Extrait du texte:
********************

Le critère qu’appliquent les tribunaux aux requêtes visant à faire radier un avis d’appel consiste à déterminer s’il est « évident » et « manifeste » que l’action ne peut être couronnée de succès même si les faits allégués dans l’avis d’appel sont exacts.

[10]        Comme cela a été mentionné plus haut, il est clair que, dans le sens le plus général de l’allégation relative à la résidence, si Palfinvest résidait au Liechtenstein, le ministre aurait gain de cause. Je reconnais que l’appelante s’est appuyée sur des décisions telles que Kinglon Investments Inc. v The Queen, 2014 DTC 1128, et O’Dwyer v The Queen, 2012 TCC 261, 2012 DTC 1215, dans lesquelles la Cour a radié des actes de procédure parce que l’on avait omis d’alléguer des faits suffisants. Je constate cependant que, dans les deux cas, le juge qui présidait à l’audience s’était dit préoccupé par le fait que, même si la plus grande crédibilité était accordée aux faits, ceux-ci ne seraient pas suffisants pour établir les éléments nécessaires pour justifier les cotisations et, ainsi, n’avaient aucune chance raisonnable de succès, plus particulièrement dans le contexte de l’alinéa 58(1)b) en ce qui concerne la décision O’Dwyer et dans le contexte de l’alinéa 53(1)d) en ce qui concerne la décision Kinglon, deux dispositions des Règles qui ne sont pas en cause en l’espèce. Dans la présente affaire, prise dans son sens le plus large, la simple déclaration selon laquelle la gestion et le contrôle de la partie en cause sont au Liechtenstein révélerait des motifs raisonnables de contester l’appel, si elle était exacte.

[11]        Je prends également en compte le renvoi de l’avocat de l’appelante à la décision de l’ancien juge en chef Rip dans l’affaire Cameco Corp. v The Queen, 2010 TCC 636. Dans cette affaire, plusieurs paragraphes ont été radiés compte tenu du fait qu’ils contenaient uniquement de simples affirmations qui ne précisaient pas les éléments factuels sous-jacents des allégations contestées. Toutefois, dans cette affaire, les principales allégations concernant les prix de transfert n’ont été radiées qu’après que le juge en chef eut donné à l’intimée l’autorisation de modifier les actes de procédure contestés. Il a été conclu que l’intimée n’avait pas effectué la modification, créant ainsi un abus de procédure. Je prends connaissance d’office de l’arrêt de la Cour d’appel fédérale Yacyshyn c La Reine, [1999] ACF no 196, 99 DTC 5133, sur lequel je me suis appuyé dans la décision Cameco c La Reine, 2014 CCI 367, une décision que j’ai rendue et que l’avocat de l’appelante a invoquée dans son argumentation. Dans cet arrêt, le juge Létourneau a déclaré ce qui suit au paragraphe 18 :

[…] le rejet d’un appel est une solution draconienne et un recours ultime réservé aux cas exceptionnels ou à ceux pour lesquels il n’existe pas de solution de rechange ou de redressement moins rigoureux.

********************

Enregistrements conservés:
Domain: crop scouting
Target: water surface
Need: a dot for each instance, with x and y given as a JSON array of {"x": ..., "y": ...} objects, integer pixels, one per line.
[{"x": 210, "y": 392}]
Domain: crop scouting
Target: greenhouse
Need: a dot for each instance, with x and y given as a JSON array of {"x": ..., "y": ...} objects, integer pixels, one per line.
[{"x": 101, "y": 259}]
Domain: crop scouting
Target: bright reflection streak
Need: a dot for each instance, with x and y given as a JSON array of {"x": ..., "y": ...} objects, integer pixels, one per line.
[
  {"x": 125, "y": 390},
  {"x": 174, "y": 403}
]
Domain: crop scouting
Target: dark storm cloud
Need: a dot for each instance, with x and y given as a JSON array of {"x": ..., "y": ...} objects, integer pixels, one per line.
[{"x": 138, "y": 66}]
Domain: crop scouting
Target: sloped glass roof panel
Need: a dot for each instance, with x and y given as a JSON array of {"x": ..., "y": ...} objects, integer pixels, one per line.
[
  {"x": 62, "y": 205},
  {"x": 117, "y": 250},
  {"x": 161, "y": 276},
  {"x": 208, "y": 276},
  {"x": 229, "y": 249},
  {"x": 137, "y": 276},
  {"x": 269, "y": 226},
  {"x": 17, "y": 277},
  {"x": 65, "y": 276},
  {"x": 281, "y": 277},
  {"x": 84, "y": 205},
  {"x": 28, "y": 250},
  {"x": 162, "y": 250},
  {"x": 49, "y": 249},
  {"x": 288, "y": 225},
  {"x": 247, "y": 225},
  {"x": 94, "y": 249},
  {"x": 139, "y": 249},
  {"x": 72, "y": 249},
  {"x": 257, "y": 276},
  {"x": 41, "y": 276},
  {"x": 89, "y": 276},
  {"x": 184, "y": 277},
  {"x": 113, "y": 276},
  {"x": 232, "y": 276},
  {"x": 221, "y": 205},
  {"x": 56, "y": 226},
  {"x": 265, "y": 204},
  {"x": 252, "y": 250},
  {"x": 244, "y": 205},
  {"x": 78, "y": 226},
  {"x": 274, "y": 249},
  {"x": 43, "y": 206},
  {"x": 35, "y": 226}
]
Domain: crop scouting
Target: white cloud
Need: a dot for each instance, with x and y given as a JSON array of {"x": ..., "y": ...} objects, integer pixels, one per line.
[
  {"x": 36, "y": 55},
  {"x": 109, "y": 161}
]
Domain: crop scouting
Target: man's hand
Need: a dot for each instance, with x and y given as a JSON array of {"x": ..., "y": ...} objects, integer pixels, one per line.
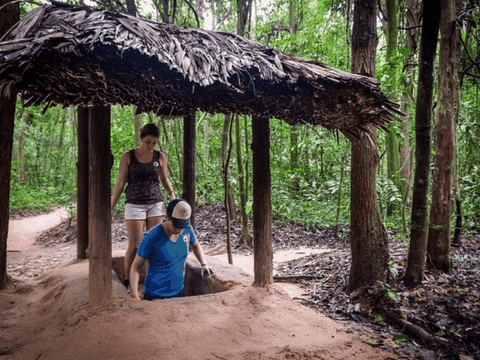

********************

Tâche écrite: Réécrivez le passage de l'extrait qui commence par « […] le rejet » et se poursuit jusqu'à « redressement moins rigoureux. », en remplaçant « draconienne » par « radicale ». Les enregistrements n'ont aucun rapport avec l'extrait.

Réponse:
[…] le rejet d’un appel est une solution radicale et un recours ultime réservé aux cas exceptionnels ou à ceux pour lesquels il n’existe pas de solution de rechange ou de redressement moins rigoureux.